Pointing dataset records:

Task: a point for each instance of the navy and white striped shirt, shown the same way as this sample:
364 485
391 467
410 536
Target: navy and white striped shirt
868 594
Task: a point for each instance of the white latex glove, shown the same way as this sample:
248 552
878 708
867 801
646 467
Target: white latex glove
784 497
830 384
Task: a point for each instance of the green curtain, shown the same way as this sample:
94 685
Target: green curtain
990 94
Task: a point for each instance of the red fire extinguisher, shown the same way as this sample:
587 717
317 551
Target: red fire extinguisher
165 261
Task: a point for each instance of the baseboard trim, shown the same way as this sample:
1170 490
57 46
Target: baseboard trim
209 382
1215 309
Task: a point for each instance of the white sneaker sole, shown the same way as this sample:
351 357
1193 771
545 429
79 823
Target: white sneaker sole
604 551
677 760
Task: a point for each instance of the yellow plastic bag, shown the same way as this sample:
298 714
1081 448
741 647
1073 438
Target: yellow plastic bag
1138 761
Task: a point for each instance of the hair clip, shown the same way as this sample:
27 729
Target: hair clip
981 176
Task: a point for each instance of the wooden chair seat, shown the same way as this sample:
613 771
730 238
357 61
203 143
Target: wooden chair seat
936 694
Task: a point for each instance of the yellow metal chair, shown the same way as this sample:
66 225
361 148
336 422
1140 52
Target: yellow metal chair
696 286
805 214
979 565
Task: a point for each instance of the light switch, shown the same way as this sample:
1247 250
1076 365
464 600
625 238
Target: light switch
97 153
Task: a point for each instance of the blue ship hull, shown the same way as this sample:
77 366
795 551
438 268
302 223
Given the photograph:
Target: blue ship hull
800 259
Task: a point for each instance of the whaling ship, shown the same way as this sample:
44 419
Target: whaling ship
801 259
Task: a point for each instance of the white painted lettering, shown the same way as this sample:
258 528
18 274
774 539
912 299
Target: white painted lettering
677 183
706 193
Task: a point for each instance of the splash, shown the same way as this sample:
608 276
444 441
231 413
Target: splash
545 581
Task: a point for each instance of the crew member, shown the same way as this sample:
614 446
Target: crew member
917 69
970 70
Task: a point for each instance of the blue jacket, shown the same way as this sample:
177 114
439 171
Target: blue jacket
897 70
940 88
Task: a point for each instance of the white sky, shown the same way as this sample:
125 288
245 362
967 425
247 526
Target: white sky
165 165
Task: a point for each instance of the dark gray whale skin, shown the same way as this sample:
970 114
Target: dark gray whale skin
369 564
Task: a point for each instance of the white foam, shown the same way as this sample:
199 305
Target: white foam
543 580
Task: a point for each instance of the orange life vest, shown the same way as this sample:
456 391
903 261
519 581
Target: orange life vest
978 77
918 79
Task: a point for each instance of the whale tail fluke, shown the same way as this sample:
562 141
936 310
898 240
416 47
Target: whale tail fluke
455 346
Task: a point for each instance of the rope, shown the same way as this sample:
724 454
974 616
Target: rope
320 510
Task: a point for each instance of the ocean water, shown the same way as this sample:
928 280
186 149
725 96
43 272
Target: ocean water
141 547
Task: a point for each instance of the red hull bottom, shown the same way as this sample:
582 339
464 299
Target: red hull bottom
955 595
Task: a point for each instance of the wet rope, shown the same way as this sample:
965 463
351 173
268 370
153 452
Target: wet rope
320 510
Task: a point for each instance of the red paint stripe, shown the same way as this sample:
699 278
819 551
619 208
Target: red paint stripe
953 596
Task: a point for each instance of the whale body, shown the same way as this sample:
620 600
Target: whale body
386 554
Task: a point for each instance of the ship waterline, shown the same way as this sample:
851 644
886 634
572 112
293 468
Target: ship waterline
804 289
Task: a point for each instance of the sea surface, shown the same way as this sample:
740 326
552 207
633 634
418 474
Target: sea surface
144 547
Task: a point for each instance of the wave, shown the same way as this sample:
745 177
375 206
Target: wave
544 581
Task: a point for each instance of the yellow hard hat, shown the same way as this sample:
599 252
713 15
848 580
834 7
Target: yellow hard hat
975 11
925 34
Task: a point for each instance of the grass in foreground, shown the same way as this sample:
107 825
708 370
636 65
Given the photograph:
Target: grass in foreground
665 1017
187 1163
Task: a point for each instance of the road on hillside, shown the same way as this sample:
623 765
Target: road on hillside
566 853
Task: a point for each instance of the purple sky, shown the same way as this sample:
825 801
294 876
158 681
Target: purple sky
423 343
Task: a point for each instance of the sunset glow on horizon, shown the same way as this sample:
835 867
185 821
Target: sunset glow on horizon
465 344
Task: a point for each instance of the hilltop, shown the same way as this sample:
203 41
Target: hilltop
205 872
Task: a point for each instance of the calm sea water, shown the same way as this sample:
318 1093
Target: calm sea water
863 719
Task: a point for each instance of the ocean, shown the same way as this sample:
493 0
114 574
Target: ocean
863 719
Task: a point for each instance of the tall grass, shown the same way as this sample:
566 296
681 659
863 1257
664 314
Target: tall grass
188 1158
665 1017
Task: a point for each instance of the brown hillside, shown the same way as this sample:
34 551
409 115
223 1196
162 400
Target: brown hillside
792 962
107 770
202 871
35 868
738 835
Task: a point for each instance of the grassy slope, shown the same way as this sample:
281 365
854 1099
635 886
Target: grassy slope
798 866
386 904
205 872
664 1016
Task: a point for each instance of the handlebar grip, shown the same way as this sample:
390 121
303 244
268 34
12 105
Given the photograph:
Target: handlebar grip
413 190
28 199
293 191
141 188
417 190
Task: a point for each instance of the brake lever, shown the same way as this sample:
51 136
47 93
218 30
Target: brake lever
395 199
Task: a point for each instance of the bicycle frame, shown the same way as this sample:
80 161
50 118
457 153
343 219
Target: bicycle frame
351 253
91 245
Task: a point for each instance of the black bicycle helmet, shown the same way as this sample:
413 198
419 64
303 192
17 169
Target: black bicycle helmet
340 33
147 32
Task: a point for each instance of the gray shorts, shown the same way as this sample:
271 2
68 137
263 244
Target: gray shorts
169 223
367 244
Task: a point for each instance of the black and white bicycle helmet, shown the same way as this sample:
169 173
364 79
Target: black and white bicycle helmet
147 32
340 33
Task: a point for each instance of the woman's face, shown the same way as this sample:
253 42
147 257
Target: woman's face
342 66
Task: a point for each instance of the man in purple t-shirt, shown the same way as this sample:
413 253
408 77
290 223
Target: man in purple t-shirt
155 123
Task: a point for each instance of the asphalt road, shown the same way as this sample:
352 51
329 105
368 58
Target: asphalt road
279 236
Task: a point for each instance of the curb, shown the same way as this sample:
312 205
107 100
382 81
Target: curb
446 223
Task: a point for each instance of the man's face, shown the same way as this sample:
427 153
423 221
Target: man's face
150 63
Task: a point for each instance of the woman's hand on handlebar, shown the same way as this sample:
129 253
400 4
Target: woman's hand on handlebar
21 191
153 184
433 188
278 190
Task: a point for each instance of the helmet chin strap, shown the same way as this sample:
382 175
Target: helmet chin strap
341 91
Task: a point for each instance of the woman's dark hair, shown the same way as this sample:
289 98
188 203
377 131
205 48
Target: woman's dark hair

Exercise requirements: The lines above should be duplicated exactly.

Completed exercise:
Task: a point for each instance of the navy and white striped shirt, shown the same way as this sample:
364 485
391 467
410 536
Target: navy and white striped shirt
868 594
Task: a point for each instance of the white latex glove, shown the same way as this sample:
248 552
878 708
867 801
646 467
Target: white latex glove
784 497
830 384
Task: a point for each instance of the green curtain, shown the same way as this sample:
94 685
Target: green curtain
990 94
Task: a point for each instance of the red fire extinguisher, shown the same way as this sample:
587 717
317 551
Target: red fire extinguisher
165 261
Task: a point for each instance of the baseboard trim, shown the same way as this sample:
1170 490
57 46
Target: baseboard trim
209 382
1215 309
Task: a point for each instance of the white sneaker sole, shown the same way as this sample:
351 357
1193 771
545 429
79 823
Target: white sneaker sole
604 551
677 760
Task: a point for each instance of the yellow plastic bag, shown the same way as this sample:
298 714
1081 448
741 647
1073 438
Target: yellow plastic bag
1138 761
Task: a point for each instance of the hair clip, shown the same way as this sample:
27 729
Target: hair clip
981 176
Task: a point for each instance of the wooden chair seat, shown the same way as this sample:
613 771
730 238
357 61
203 143
Target: wooden chair seat
936 694
Task: a point for each instance of the yellow metal chair, shown the same way as this sample:
66 225
361 148
336 422
1140 52
Target: yellow metal chair
696 286
805 214
979 565
Task: a point for each instance of the light switch, shown the same way as this sample:
1247 250
1076 365
464 600
625 238
Target: light switch
97 153
Task: a point for each instance of the blue ship hull, shown the same way as this sample:
77 366
795 551
438 268
302 223
Given the photograph:
Target: blue ship hull
800 259
Task: a point for each instance of the whaling ship, shown the same way as this sample:
44 419
Target: whaling ship
801 259
Task: a point for each instance of the white painted lettering, shown the same way as this sample:
258 528
18 274
774 539
912 299
Target: white painted lettering
677 183
706 193
Task: a point for each instance of the splash, shown the same way as this sample:
608 276
444 441
231 413
Target: splash
545 581
Task: a point for each instance of the crew member, shown the same way as this sample:
614 446
Target: crew member
917 69
970 70
Task: a point for each instance of the blue jacket, shown the same way as this sample:
177 114
439 171
Target: blue jacket
897 70
940 88
Task: a point for each instance of the white sky, shown the same way as this sample:
125 288
245 362
967 425
247 526
Target: white sky
165 165
Task: a point for each instance of the dark gray whale skin, shown the same way as this sample:
970 114
Target: dark gray whale skin
369 564
Task: a point for each instance of the white foam, shown the same way as this sample:
199 305
Target: white foam
543 580
Task: a point for each instance of the orange life vest, shown the same way as this sample:
456 391
903 261
519 581
Target: orange life vest
978 77
918 79
Task: a point for each instance of the whale tail fluke, shown the same way as this sample:
562 141
936 310
898 240
416 47
Target: whale tail fluke
455 346
Task: a point for each instance of the rope, shown the same way as this sample:
724 454
974 616
Target: rope
320 510
Task: a point for each instance of the ocean water, shown the same way as this sample:
928 280
186 149
725 96
43 272
Target: ocean water
141 547
Task: a point for each instance of the red hull bottom, shown the same way as this sample:
582 339
464 299
Target: red hull bottom
955 595
Task: a point for each instance of the wet rope, shown the same way as this sample:
965 463
351 173
268 370
153 452
Target: wet rope
320 510
Task: a point for each instance of the red paint stripe, shown the same way as this sample:
699 278
819 551
619 208
Target: red paint stripe
953 596
Task: a point for each instance of the whale body, shown the same way as this sample:
620 600
Target: whale body
386 554
Task: a point for each instance of the ship waterline, shown the same way as this sample:
851 644
886 634
572 112
293 468
Target: ship waterline
804 289
Task: a point for each instance of the sea surface, shown the same way as this sample:
740 326
552 207
633 634
418 474
Target: sea surface
144 547
Task: a point for each instance of the wave, shown the same way as this sample:
745 177
375 206
Target: wave
544 581
Task: a point for each instance of the yellow hard hat, shown the same way as this sample:
599 252
713 15
848 580
834 7
Target: yellow hard hat
975 11
925 34
Task: a point for each instance of the grass in foreground, shown the same way as this sample:
107 825
708 370
636 65
Given the photograph:
Target: grass in foreground
665 1017
187 1163
Task: a point for each instance of the road on hillside, shown the same way as this sample:
623 765
Target: road on hillside
566 853
Task: a point for each instance of the purple sky, shown the same way as this sample:
825 801
294 876
158 681
Target: purple sky
423 343
Task: a point for each instance of the sunset glow on horizon, shown the same way as this sample:
835 867
185 821
Target: sunset glow on horizon
465 344
Task: a point for each instance of the hilltop, shown the same way as this sample:
203 41
Target: hilltop
205 872
Task: a point for each instance of the calm sea water, shown the same way as this sample:
318 1093
Target: calm sea water
863 719
Task: a point for each instance of the ocean, shown the same way as this sample:
493 0
114 574
Target: ocean
863 719
Task: a point for each instance of the tall grass, shown the same way as this sample:
566 296
681 659
863 1257
664 314
Target: tall grass
188 1158
665 1017
Task: a point for each instance of the brown hillside, shown the same way as this sample:
34 551
409 115
223 1196
162 400
Target: brown hillside
792 962
107 770
202 871
35 868
738 835
Task: a point for each instance of the grassy slope, shown the same way as this sample:
281 365
854 1099
635 886
Target: grassy slope
798 866
386 904
205 872
664 1016
Task: a point for each instance of the handlebar grip, shown the same way as this sample:
390 121
303 244
268 34
12 105
Given the photograph:
Target: handlebar grip
413 190
28 199
293 191
141 188
417 190
Task: a point for each instance of the brake lever, shown the same way as this sample:
51 136
47 93
218 30
Target: brake lever
395 199
Task: a point for each instance of the bicycle frame, shown the same way as this sample:
80 161
50 118
457 153
343 219
Target: bicycle frame
351 253
91 245
Task: a point for each instance of the black bicycle helmet, shown the same way as this sample:
413 198
419 64
303 192
17 169
Target: black bicycle helmet
340 33
147 32
Task: a point for each instance of the gray shorts, shown the same way as this sample:
271 2
68 137
263 244
Target: gray shorts
169 223
367 244
Task: a point for each instance of the black and white bicycle helmet, shown the same way as this sample:
169 173
364 79
Target: black and white bicycle helmet
147 32
340 33
Task: a point for each instance of the woman's face, shown the same way as this sample:
253 42
147 257
Target: woman's face
342 66
Task: a point for each instance of the man in purple t-shirt, shown the same way as this sample:
413 253
408 77
290 223
Target: man in purple t-shirt
155 123
Task: a point for each instance of the asphalt road, shown the same way as this sample:
352 51
329 105
368 58
Target: asphalt road
279 236
Task: a point for each instance of the curb, shown the same way as this sample:
312 205
107 100
382 81
Target: curb
446 223
Task: a point for each instance of the man's face, shown the same way as this sample:
427 153
423 221
Target: man's face
150 63
Task: a point for each instance of the woman's hand on handlebar, shown the same way as this sample:
129 253
400 4
Target: woman's hand on handlebar
21 191
153 184
433 188
278 190
Task: a point for each instance of the helmet chin strap, shown the same way as this sample:
382 175
Target: helmet chin strap
341 91
Task: a point for each instance of the woman's dark hair, shown the same way as this sample:
289 98
188 203
377 131
205 48
Target: woman's dark hair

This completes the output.